--- start of ROWS ---

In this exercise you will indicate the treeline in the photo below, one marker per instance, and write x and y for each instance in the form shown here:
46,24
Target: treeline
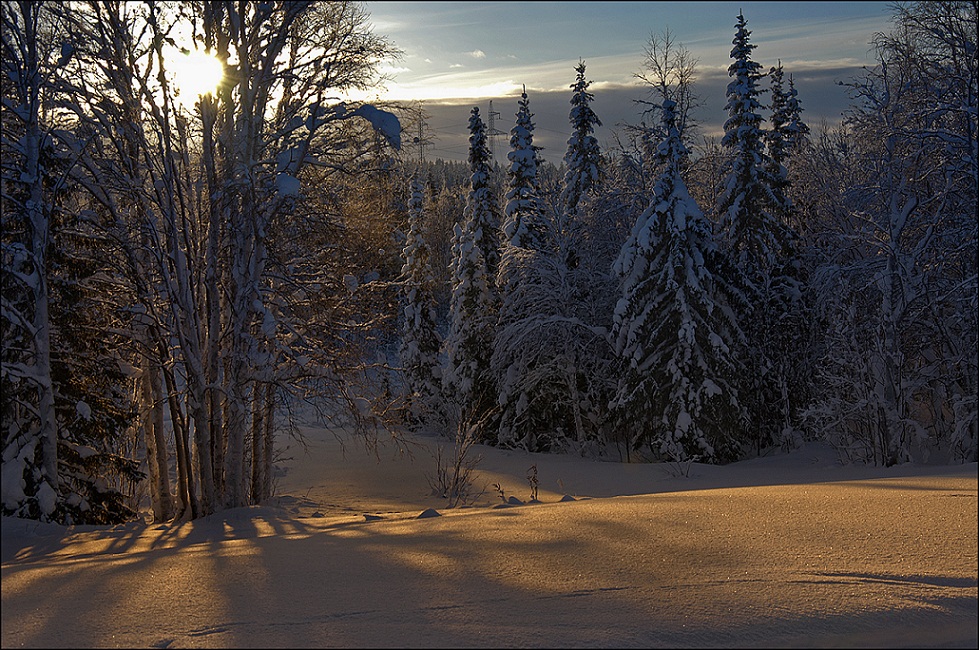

--- end of ROWS ---
--- start of ROWS ---

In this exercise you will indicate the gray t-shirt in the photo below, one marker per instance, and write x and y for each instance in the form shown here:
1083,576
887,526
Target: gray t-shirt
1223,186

--- end of ROWS ---

▶ TASK DIRECTIONS
Return the entries starting with the line that contains "In this exercise you will indicate the treeline" and going on through the line that contains "Target: treeline", copying them line for line without any change.

▶ TASK OUTPUT
In this exercise you will indicate the treeline in the photo below, one marker per instance, and write x and y for each instance in the form shown here:
46,24
Target: treeline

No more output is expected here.